▶ Requirement:
Output the data verbatim, beginning with the line containing "# for each instance of the man's" (that line included) and continuing through the last line of the data.

▶ Entries supplied:
━━━━━━━━━━━━━━━━━━━━━━━━━━━━━━

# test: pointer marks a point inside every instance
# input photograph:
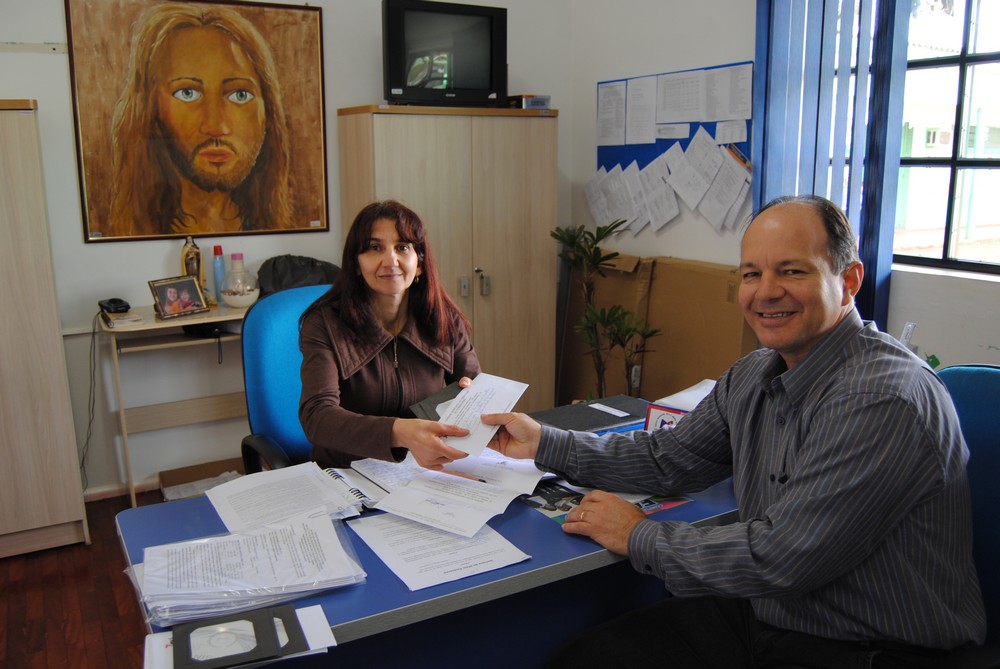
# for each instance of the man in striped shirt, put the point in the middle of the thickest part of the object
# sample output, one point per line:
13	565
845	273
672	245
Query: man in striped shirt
854	540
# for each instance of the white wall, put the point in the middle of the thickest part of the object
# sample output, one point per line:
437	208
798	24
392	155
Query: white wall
558	47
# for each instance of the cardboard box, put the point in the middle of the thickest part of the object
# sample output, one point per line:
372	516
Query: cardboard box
697	307
627	283
205	470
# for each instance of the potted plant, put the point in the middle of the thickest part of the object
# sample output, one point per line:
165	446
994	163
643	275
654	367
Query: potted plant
602	330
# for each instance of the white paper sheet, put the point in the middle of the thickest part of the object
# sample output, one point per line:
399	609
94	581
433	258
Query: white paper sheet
448	502
486	394
271	496
422	556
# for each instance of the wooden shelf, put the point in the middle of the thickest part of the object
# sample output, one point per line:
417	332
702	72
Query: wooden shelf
155	334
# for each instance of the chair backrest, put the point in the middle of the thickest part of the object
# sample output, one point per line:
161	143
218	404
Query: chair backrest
271	362
975	390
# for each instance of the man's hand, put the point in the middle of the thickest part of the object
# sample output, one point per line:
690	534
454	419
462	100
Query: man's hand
424	438
605	518
518	434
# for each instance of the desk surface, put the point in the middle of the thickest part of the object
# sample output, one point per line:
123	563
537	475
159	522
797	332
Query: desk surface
217	314
383	602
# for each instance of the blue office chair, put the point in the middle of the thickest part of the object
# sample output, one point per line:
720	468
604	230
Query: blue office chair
975	390
271	361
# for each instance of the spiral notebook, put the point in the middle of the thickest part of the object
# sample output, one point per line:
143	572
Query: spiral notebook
364	489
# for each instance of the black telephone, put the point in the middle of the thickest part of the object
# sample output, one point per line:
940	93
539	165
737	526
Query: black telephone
114	305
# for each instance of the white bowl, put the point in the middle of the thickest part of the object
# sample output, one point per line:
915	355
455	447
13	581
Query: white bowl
242	300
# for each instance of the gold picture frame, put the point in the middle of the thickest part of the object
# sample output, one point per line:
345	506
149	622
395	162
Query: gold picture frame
170	143
177	296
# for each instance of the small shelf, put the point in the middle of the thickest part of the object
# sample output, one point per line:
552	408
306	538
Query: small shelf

━━━━━━━━━━━━━━━━━━━━━━━━━━━━━━

▶ Written response:
# for each instance of the man's hand, put the point in the middle of the thickest part of the object
# sample output, one point per line:
690	534
454	419
462	100
Query: man's hand
424	438
605	518
518	434
# for each instance of the desk surface, put the point in the middle of the thickest part of the object
# sample output, one point per line:
123	563
537	475
159	522
797	332
Query: desk surface
217	314
383	602
# for each instance of the blue office chair, put the point in the middle of the thickest part of the object
# sample output, one point per line:
720	468
604	230
Query: blue office chair
975	390
271	361
# for each instance of the spiral notebook, put the point in the middle of the thickest part of the object
# sample output, one point per line:
143	572
Query: spiral notebook
364	489
# for each instance of the black telephone, put the point in the middle of the thickest part of the object
# sample output, one point per line:
940	93
539	165
737	526
Query: black telephone
114	305
# for each instance of the white bowl, put the point in the middle of the thickest part of the object
# sample output, one point per line:
915	355
455	447
13	581
Query: white bowl
242	300
# for each instance of the gold picture frame, put the point in the middle of the thickest part of the object
# sample output, one point per line:
345	506
149	622
395	162
Query: gold picture frame
170	143
177	296
# for each instance of the small shelf, put the point in the middle of the thickest part of the object
# sample output, one point per line:
552	408
306	538
Query: small shelf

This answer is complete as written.